## Task to complete
Repeat the material verbatim, from the line containing "Drone-based agricultural survey in progress. Pinpoint black" through the end of the material.
>> BEGIN
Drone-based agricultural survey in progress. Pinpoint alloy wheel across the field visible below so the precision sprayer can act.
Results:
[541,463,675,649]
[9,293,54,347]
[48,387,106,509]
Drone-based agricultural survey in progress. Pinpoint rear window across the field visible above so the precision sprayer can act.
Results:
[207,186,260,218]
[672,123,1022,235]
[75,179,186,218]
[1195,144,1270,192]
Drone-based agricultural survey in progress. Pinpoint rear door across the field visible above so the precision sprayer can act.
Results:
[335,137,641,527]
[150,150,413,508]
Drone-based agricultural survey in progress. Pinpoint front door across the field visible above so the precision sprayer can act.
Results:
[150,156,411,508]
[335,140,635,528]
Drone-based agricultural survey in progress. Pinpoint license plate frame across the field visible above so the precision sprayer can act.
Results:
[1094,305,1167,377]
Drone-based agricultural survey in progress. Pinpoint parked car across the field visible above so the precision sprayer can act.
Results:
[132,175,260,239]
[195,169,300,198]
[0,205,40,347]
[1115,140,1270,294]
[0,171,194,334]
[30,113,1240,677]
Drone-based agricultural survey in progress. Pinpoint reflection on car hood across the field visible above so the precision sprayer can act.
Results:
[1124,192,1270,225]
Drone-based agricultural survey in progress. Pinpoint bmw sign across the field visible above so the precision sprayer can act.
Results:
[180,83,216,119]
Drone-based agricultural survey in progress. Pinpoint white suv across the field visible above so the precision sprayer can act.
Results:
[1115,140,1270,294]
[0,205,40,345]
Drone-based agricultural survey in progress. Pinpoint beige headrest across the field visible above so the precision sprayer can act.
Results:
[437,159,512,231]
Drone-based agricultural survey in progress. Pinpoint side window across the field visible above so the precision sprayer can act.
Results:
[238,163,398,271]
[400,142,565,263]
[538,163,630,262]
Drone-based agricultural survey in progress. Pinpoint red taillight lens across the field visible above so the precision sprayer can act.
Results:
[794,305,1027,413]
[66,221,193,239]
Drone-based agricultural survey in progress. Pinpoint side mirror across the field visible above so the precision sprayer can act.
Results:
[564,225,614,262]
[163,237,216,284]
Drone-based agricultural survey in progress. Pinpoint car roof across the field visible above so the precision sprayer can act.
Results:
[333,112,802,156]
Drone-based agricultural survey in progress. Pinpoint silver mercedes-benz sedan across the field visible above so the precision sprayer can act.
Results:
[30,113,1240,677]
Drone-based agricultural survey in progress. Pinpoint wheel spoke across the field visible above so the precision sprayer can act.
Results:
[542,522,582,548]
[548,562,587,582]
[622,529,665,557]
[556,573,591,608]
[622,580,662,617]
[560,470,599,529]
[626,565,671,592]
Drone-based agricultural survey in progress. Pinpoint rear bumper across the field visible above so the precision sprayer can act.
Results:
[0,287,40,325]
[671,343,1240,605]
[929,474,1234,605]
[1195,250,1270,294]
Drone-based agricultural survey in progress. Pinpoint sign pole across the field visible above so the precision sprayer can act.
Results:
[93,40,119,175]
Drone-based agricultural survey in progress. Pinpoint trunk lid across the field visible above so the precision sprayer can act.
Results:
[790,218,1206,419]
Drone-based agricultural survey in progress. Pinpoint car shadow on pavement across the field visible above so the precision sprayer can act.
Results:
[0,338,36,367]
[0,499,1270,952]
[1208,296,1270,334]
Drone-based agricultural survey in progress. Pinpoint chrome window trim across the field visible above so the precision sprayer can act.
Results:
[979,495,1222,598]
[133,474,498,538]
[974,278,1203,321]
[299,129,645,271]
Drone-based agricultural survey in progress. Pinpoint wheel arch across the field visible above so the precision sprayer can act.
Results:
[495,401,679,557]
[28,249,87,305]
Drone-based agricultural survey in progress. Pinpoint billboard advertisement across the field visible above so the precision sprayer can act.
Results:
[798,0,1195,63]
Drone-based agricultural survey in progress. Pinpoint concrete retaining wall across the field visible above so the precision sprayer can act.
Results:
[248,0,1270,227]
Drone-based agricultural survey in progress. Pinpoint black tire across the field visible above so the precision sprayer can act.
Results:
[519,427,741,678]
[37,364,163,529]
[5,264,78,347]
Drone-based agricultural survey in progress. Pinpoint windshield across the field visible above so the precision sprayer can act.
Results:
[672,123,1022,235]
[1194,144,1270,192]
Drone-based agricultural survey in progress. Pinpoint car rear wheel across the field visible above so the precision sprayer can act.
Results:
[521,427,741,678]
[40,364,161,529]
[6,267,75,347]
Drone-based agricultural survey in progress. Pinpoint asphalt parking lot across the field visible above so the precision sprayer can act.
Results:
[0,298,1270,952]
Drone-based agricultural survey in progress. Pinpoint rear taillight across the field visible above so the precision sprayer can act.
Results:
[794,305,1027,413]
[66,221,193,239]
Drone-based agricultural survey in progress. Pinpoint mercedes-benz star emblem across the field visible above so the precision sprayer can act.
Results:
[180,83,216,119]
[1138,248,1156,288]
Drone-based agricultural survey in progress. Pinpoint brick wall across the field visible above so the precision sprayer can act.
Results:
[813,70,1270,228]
>> END
## Final result
Drone-based agricultural survey in progress. Pinpoint black tire across the field visible above so the precision sprayer can act.
Results:
[519,427,741,678]
[37,364,163,529]
[5,264,78,347]
Drone-based agricultural survey in progress. Pinpoint windshield across the field visible above so the precision sprayer can act.
Results:
[672,123,1022,235]
[1194,144,1270,192]
Drone-based agricultural survey in progress. Pinpoint car rear wheel across the field visible above so the precision sprayer can act.
Results:
[521,427,741,678]
[40,364,161,529]
[6,267,75,347]
Drone-based agricultural survey in progress. Pinpoint asphalt parking lot across the field visible above so the precision sprayer can act.
Results:
[0,298,1270,952]
Drone-based agricultural survey in progress. Pinpoint rear taillight across the field visible above so the precision sprayer can act.
Results:
[794,305,1027,413]
[66,221,193,239]
Drone-based agricultural survey in progress. Pinpoint mercedes-benz star emblem across the field visible above so the precision sprayer can act.
Results:
[180,83,216,119]
[1138,248,1156,288]
Drone-based agricultural survey in progress. Pinpoint brick wall across the field visible above so the precision sprayer can act.
Results:
[813,70,1270,228]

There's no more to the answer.